BEGIN Data under study

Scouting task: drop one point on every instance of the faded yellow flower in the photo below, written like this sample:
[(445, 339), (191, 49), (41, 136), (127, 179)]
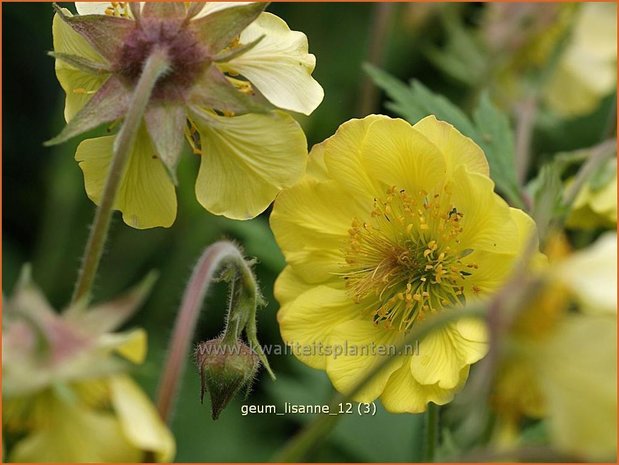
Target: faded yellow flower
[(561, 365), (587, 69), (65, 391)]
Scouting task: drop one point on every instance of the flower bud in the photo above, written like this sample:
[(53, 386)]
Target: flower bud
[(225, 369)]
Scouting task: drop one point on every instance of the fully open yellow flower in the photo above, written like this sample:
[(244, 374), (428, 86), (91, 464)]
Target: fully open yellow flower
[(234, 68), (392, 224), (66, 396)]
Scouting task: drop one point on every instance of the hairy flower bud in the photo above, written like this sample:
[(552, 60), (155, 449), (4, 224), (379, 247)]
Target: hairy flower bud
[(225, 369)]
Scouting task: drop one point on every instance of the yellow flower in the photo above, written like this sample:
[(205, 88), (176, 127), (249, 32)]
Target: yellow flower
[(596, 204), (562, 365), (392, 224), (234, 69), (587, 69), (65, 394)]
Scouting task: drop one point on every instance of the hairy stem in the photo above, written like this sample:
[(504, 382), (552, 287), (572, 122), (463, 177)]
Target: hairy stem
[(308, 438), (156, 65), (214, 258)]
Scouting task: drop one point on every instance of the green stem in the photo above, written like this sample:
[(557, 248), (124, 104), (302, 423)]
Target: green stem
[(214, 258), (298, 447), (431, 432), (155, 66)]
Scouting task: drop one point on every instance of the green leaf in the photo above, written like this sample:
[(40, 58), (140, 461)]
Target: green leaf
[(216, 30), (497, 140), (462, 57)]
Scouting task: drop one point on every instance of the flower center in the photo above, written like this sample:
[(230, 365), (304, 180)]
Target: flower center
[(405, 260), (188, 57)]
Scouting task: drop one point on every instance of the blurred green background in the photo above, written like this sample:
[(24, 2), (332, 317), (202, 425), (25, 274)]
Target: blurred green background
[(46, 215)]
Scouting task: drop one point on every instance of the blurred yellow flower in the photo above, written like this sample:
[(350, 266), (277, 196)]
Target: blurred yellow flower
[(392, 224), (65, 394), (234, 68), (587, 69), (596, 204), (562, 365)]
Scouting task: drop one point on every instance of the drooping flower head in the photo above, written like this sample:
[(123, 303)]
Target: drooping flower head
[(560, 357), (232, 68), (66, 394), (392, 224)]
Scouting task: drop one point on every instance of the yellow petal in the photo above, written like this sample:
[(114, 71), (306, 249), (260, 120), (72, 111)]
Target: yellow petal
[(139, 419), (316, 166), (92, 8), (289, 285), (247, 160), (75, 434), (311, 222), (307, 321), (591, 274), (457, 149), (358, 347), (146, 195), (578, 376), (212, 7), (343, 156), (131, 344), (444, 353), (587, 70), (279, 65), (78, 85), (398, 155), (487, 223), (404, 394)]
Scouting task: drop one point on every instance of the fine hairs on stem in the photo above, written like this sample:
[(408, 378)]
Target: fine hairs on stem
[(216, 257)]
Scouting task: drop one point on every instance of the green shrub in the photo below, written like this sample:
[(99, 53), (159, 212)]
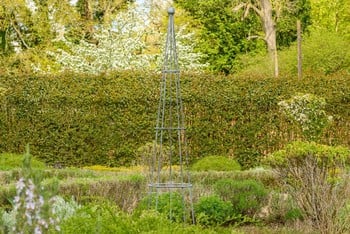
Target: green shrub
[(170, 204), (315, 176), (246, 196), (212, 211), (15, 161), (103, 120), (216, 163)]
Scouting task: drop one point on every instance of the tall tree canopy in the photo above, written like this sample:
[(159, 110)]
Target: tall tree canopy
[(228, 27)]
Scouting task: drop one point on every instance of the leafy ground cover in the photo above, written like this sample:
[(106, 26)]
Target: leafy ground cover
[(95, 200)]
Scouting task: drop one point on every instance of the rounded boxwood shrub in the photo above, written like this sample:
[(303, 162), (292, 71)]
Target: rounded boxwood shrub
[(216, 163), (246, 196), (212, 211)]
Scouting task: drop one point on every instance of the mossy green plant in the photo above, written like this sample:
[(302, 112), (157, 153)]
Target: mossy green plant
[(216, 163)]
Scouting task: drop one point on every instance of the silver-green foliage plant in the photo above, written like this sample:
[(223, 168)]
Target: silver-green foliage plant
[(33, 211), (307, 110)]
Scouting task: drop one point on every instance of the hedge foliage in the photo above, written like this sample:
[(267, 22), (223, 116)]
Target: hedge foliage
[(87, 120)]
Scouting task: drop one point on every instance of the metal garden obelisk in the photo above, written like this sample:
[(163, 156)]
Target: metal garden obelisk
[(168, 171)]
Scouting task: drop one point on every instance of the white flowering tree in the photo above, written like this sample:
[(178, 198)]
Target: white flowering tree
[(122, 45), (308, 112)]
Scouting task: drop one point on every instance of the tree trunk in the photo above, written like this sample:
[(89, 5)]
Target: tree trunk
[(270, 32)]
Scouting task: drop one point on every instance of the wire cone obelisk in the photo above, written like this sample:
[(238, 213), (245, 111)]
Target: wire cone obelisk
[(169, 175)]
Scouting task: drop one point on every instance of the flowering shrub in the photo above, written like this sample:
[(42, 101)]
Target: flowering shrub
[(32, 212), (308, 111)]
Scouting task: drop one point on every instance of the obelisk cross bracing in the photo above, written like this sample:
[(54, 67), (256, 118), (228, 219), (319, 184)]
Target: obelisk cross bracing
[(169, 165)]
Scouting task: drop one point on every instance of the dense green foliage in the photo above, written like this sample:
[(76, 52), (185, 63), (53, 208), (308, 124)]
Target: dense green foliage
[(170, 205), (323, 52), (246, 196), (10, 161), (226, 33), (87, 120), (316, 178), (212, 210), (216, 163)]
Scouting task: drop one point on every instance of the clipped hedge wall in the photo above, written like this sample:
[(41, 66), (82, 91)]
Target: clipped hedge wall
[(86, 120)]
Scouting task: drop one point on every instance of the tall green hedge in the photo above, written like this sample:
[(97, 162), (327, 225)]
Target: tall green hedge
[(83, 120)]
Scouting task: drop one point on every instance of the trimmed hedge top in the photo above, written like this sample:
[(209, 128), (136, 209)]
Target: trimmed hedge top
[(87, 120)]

END Data under study
BEGIN Data under study

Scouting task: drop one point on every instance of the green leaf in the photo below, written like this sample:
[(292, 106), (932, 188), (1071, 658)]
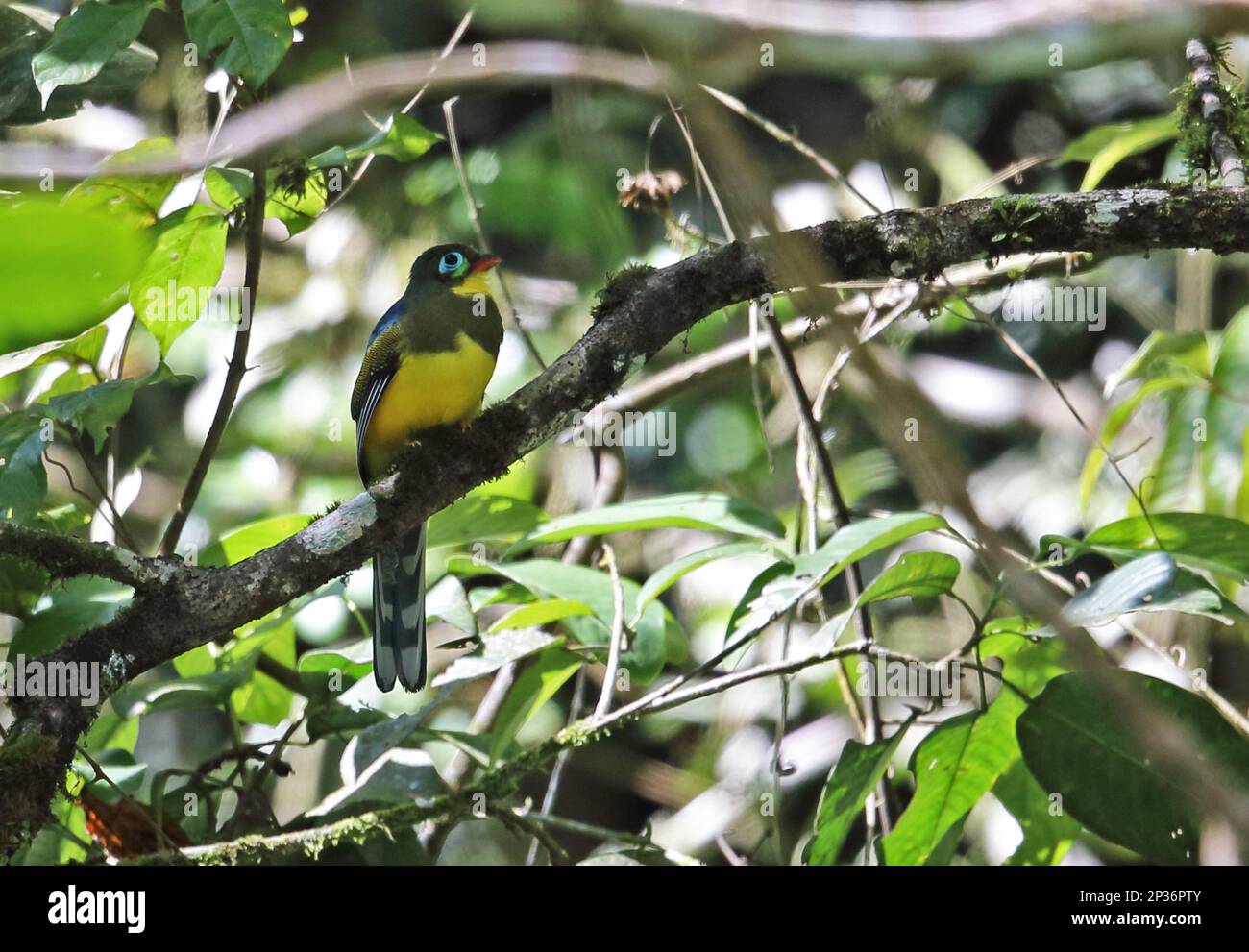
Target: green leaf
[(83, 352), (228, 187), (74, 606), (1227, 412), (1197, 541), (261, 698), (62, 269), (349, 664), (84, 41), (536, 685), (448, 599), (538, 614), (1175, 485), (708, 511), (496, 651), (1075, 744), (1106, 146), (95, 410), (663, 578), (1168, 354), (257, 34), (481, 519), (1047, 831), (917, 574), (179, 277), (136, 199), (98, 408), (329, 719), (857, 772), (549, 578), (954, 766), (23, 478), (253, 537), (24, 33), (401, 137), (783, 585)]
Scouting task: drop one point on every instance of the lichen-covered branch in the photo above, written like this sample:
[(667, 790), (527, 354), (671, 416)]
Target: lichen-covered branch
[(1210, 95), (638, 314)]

END Data under study
BEGIN Data under study

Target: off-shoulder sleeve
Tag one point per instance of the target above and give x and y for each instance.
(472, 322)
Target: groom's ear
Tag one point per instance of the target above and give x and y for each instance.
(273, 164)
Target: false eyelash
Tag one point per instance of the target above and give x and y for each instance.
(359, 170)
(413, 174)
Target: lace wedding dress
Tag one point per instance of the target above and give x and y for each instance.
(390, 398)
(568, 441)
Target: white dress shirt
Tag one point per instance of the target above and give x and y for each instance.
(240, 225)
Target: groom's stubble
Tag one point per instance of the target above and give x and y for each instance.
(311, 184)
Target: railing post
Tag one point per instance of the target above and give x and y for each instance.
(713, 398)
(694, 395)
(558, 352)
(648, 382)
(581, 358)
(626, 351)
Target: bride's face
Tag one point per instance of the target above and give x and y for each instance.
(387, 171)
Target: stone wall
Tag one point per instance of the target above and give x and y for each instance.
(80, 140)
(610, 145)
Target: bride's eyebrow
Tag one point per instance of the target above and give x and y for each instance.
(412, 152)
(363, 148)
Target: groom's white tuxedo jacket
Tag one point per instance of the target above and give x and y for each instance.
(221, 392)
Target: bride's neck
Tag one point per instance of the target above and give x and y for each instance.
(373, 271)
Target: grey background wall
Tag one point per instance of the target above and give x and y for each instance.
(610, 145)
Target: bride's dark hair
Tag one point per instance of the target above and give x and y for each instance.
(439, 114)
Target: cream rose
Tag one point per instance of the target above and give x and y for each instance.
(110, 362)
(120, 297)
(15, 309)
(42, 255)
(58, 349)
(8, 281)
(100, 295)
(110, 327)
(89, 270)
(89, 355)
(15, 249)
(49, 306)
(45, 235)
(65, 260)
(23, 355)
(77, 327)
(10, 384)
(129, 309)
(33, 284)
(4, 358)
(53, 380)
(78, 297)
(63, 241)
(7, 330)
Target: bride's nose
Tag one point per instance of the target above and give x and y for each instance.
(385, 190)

END Data under study

▸ **Aim of the exercise**
Scan the entries for lines holding the string "bride", then copy every one of them.

▸ **Output of the task**
Target: bride's face
Target: bride's eyebrow
Target: bride's neck
Target: bride's dark hair
Target: bride's nose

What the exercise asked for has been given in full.